# [What to work on]
Retype the rows below verbatim, beginning at the line that contains "Would you be able to indicate the hay" and continuing through the final row, with nothing else.

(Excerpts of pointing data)
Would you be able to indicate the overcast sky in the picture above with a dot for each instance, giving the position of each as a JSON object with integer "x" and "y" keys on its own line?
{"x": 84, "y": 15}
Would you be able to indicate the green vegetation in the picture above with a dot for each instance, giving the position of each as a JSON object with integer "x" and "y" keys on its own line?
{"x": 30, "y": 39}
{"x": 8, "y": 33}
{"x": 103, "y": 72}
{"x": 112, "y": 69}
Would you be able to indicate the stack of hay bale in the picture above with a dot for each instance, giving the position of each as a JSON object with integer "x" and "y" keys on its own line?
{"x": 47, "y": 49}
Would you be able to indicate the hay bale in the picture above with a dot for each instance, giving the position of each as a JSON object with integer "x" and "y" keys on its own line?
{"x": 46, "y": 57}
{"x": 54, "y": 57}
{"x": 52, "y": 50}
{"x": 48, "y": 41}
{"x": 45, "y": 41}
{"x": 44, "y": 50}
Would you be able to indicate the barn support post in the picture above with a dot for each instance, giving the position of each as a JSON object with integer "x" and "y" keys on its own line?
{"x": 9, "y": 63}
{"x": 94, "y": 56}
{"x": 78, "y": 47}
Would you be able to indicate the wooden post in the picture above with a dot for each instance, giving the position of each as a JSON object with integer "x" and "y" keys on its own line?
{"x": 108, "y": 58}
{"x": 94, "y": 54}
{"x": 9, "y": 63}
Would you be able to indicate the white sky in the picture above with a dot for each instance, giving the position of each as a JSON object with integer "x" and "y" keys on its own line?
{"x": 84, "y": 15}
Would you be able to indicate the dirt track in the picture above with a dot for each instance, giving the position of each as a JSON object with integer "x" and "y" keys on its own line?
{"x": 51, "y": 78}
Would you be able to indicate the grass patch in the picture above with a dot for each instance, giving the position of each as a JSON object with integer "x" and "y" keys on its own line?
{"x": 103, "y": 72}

# [The completed task]
Would you be able to indicate the hay bale in the picture above with a dot for each instance, giving the position of each as a JSON object with integer "x" and "y" keys on its own line?
{"x": 46, "y": 57}
{"x": 54, "y": 57}
{"x": 52, "y": 50}
{"x": 48, "y": 41}
{"x": 45, "y": 41}
{"x": 44, "y": 50}
Would you be able to indicate the barn support post in the picture above with a dot for each instance, giving the position of each as a JSON object with integer "x" and "y" keys on its own line?
{"x": 9, "y": 63}
{"x": 94, "y": 56}
{"x": 78, "y": 47}
Would you be able to indicate the wooden post in the picture above with a dot for each instance, giving the position of each as a JSON object with integer "x" and "y" keys on its own line?
{"x": 108, "y": 58}
{"x": 94, "y": 54}
{"x": 9, "y": 63}
Would you be able to indicate the white sky in the picture above with a dot for each instance, giving the position of each as a JSON object with integer "x" and "y" keys on its own line?
{"x": 84, "y": 15}
Would you be able to indicate the dirt track in the picture above with a dot for each instance, giving the position of each as a JSON object with integer "x" and "y" keys on its own line?
{"x": 51, "y": 78}
Would you be able to indicate the grass patch in the picture above with a dot for each instance, giving the position of each as a JSON object with integer "x" and "y" keys on its own line?
{"x": 103, "y": 72}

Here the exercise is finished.